- Data provided:
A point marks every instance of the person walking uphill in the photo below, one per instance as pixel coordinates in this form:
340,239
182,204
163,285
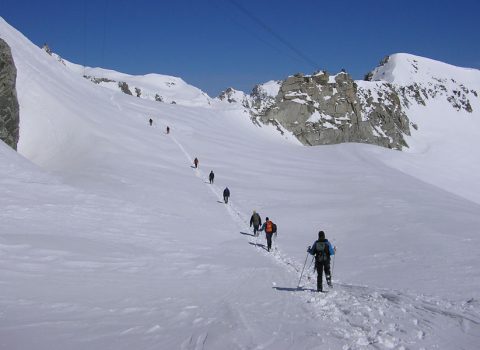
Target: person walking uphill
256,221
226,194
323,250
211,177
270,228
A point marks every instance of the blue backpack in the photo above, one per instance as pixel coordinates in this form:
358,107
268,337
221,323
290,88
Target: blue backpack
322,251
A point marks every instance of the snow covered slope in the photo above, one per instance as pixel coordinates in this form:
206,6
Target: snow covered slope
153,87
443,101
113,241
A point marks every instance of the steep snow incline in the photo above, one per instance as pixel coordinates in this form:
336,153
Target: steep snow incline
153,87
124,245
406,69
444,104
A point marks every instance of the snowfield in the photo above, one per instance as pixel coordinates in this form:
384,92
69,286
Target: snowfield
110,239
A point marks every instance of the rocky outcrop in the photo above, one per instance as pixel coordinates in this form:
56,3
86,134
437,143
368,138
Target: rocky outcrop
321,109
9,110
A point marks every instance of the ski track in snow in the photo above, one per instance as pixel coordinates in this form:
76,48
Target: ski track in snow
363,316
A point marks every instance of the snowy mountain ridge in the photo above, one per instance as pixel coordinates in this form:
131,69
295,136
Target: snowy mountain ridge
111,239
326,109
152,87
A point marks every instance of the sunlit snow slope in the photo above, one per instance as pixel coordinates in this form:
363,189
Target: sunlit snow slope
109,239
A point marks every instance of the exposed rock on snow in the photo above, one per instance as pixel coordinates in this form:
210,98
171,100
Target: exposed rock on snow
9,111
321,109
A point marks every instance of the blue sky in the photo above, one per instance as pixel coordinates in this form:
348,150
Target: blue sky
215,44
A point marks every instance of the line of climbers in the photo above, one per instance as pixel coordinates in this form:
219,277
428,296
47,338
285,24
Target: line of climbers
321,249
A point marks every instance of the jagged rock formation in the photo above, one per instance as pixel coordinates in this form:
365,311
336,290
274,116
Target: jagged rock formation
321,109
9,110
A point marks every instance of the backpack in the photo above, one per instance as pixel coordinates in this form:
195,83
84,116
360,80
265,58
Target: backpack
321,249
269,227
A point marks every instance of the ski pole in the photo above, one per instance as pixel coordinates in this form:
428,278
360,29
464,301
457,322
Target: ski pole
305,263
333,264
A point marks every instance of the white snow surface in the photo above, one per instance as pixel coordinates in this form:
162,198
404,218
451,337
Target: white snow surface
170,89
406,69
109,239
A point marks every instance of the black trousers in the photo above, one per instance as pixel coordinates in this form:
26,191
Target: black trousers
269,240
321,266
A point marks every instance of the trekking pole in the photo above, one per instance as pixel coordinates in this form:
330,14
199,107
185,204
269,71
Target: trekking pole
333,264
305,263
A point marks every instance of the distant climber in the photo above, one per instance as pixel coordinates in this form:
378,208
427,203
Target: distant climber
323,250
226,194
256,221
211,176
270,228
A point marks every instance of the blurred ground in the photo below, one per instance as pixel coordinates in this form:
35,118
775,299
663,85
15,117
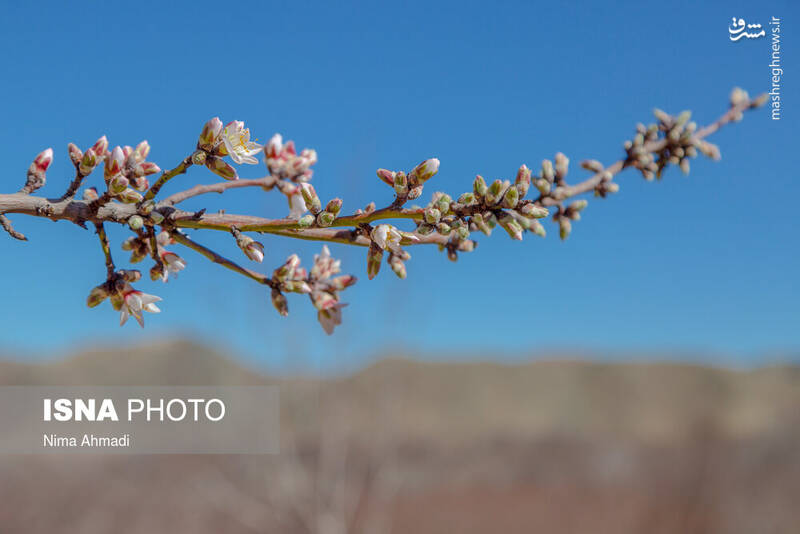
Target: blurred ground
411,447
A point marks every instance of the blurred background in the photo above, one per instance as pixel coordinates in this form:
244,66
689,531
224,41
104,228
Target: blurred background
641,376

- Brief:
If a line in the listing has "below" in it, report that line.

- Reply to the task:
A point marks every instance of the person walking uphill in the photo below, one per instance as pixel coordinates in this form:
A point marks every instance of the blurred ground in the photo below, one per instance as pixel coordinates in this form:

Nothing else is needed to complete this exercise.